**What you will do:** Give the listing below again in full, exactly as written.

**Data supplied:**
++++++
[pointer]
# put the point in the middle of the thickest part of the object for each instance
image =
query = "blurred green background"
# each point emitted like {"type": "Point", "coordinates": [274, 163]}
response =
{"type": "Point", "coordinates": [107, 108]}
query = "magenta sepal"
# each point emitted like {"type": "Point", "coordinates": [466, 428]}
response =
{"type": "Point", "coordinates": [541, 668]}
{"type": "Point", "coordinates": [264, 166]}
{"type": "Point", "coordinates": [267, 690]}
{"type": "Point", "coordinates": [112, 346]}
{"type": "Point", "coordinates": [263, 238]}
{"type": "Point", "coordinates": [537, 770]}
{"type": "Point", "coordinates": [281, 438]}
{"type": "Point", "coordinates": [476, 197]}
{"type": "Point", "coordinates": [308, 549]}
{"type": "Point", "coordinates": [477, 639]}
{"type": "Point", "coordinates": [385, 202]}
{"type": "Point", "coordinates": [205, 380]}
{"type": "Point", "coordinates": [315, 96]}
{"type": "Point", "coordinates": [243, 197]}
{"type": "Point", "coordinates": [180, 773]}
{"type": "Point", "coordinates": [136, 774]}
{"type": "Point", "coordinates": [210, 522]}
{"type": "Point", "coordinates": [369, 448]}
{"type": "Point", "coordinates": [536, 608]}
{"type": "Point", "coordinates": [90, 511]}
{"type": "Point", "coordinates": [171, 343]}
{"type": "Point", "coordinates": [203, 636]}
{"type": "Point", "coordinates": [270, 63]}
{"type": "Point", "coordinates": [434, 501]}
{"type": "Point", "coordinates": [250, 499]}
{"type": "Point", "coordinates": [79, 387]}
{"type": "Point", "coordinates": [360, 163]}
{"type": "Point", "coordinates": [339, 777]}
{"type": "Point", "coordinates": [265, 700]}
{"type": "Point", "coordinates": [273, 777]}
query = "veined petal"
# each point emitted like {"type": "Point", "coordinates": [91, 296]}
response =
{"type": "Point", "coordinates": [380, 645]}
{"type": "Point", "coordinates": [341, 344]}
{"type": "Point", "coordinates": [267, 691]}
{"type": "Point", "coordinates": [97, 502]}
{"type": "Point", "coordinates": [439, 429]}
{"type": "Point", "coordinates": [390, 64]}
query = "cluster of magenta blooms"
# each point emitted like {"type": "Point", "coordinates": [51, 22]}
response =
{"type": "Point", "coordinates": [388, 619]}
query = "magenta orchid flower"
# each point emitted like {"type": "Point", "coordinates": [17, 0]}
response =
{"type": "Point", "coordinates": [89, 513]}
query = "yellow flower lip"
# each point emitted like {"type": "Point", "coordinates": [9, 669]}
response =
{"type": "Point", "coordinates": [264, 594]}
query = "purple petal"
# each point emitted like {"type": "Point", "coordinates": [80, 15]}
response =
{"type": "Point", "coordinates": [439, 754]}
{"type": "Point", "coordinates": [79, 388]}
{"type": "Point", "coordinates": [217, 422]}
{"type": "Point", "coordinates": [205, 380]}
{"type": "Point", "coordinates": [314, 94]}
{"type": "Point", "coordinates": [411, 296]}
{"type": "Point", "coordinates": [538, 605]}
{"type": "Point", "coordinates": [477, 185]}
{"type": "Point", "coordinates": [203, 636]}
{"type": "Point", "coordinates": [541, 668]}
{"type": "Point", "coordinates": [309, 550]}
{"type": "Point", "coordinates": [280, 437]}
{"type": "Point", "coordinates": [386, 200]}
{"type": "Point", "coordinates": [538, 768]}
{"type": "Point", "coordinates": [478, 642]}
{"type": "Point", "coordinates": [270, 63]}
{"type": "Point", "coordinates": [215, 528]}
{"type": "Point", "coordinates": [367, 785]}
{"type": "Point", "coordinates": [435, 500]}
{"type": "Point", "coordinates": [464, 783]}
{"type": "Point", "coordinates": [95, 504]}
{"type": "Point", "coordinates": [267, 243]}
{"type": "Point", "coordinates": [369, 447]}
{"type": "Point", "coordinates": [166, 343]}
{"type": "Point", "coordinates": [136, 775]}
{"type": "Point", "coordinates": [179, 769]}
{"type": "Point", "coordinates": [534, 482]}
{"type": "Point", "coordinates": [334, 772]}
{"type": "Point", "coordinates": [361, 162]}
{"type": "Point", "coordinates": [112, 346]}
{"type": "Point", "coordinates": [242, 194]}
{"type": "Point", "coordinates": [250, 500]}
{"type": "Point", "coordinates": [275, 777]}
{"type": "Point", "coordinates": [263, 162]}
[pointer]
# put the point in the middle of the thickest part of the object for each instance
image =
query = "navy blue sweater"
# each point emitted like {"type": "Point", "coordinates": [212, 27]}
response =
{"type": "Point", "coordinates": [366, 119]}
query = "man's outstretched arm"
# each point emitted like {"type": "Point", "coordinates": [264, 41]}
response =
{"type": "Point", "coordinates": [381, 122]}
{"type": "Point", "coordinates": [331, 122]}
++++++
**Task result:**
[pointer]
# put the point in the middle of the thickest part of the object for each instance
image =
query = "blurred green background"
# each point emitted like {"type": "Point", "coordinates": [274, 163]}
response =
{"type": "Point", "coordinates": [107, 108]}
query = "magenta sepal"
# each point emitted like {"type": "Point", "coordinates": [466, 428]}
response =
{"type": "Point", "coordinates": [541, 668]}
{"type": "Point", "coordinates": [264, 166]}
{"type": "Point", "coordinates": [267, 690]}
{"type": "Point", "coordinates": [112, 346]}
{"type": "Point", "coordinates": [263, 238]}
{"type": "Point", "coordinates": [537, 770]}
{"type": "Point", "coordinates": [281, 438]}
{"type": "Point", "coordinates": [476, 197]}
{"type": "Point", "coordinates": [308, 549]}
{"type": "Point", "coordinates": [477, 639]}
{"type": "Point", "coordinates": [385, 202]}
{"type": "Point", "coordinates": [205, 380]}
{"type": "Point", "coordinates": [315, 96]}
{"type": "Point", "coordinates": [243, 197]}
{"type": "Point", "coordinates": [180, 773]}
{"type": "Point", "coordinates": [136, 774]}
{"type": "Point", "coordinates": [210, 522]}
{"type": "Point", "coordinates": [369, 448]}
{"type": "Point", "coordinates": [536, 608]}
{"type": "Point", "coordinates": [90, 511]}
{"type": "Point", "coordinates": [171, 343]}
{"type": "Point", "coordinates": [203, 636]}
{"type": "Point", "coordinates": [270, 63]}
{"type": "Point", "coordinates": [434, 501]}
{"type": "Point", "coordinates": [250, 499]}
{"type": "Point", "coordinates": [79, 387]}
{"type": "Point", "coordinates": [360, 163]}
{"type": "Point", "coordinates": [339, 777]}
{"type": "Point", "coordinates": [265, 700]}
{"type": "Point", "coordinates": [273, 777]}
query = "veined petal"
# each point emitted like {"type": "Point", "coordinates": [91, 296]}
response =
{"type": "Point", "coordinates": [380, 645]}
{"type": "Point", "coordinates": [341, 344]}
{"type": "Point", "coordinates": [267, 691]}
{"type": "Point", "coordinates": [97, 502]}
{"type": "Point", "coordinates": [439, 429]}
{"type": "Point", "coordinates": [390, 64]}
query = "cluster of magenta blooms"
# each point emitted like {"type": "Point", "coordinates": [51, 22]}
response =
{"type": "Point", "coordinates": [388, 619]}
query = "magenta orchid flower"
# each point emitted like {"type": "Point", "coordinates": [17, 0]}
response =
{"type": "Point", "coordinates": [89, 513]}
query = "yellow flower lip"
# each point emitted like {"type": "Point", "coordinates": [9, 669]}
response =
{"type": "Point", "coordinates": [264, 594]}
query = "purple petal"
# each point emitted like {"type": "Point", "coordinates": [80, 15]}
response =
{"type": "Point", "coordinates": [439, 754]}
{"type": "Point", "coordinates": [79, 388]}
{"type": "Point", "coordinates": [217, 422]}
{"type": "Point", "coordinates": [205, 380]}
{"type": "Point", "coordinates": [314, 94]}
{"type": "Point", "coordinates": [411, 296]}
{"type": "Point", "coordinates": [538, 605]}
{"type": "Point", "coordinates": [477, 185]}
{"type": "Point", "coordinates": [203, 636]}
{"type": "Point", "coordinates": [541, 668]}
{"type": "Point", "coordinates": [309, 550]}
{"type": "Point", "coordinates": [280, 437]}
{"type": "Point", "coordinates": [386, 200]}
{"type": "Point", "coordinates": [538, 768]}
{"type": "Point", "coordinates": [478, 642]}
{"type": "Point", "coordinates": [270, 63]}
{"type": "Point", "coordinates": [215, 528]}
{"type": "Point", "coordinates": [367, 785]}
{"type": "Point", "coordinates": [435, 500]}
{"type": "Point", "coordinates": [464, 783]}
{"type": "Point", "coordinates": [95, 504]}
{"type": "Point", "coordinates": [267, 243]}
{"type": "Point", "coordinates": [369, 447]}
{"type": "Point", "coordinates": [166, 343]}
{"type": "Point", "coordinates": [136, 775]}
{"type": "Point", "coordinates": [179, 769]}
{"type": "Point", "coordinates": [534, 482]}
{"type": "Point", "coordinates": [334, 772]}
{"type": "Point", "coordinates": [361, 162]}
{"type": "Point", "coordinates": [112, 346]}
{"type": "Point", "coordinates": [242, 194]}
{"type": "Point", "coordinates": [250, 500]}
{"type": "Point", "coordinates": [275, 777]}
{"type": "Point", "coordinates": [263, 162]}
[pointer]
# put the point in the middle of the thickest part of the object for each instance
image =
query = "navy blue sweater"
# each point emitted like {"type": "Point", "coordinates": [212, 27]}
response =
{"type": "Point", "coordinates": [366, 119]}
query = "man's outstretched arm"
# each point emitted like {"type": "Point", "coordinates": [264, 41]}
response =
{"type": "Point", "coordinates": [381, 122]}
{"type": "Point", "coordinates": [331, 122]}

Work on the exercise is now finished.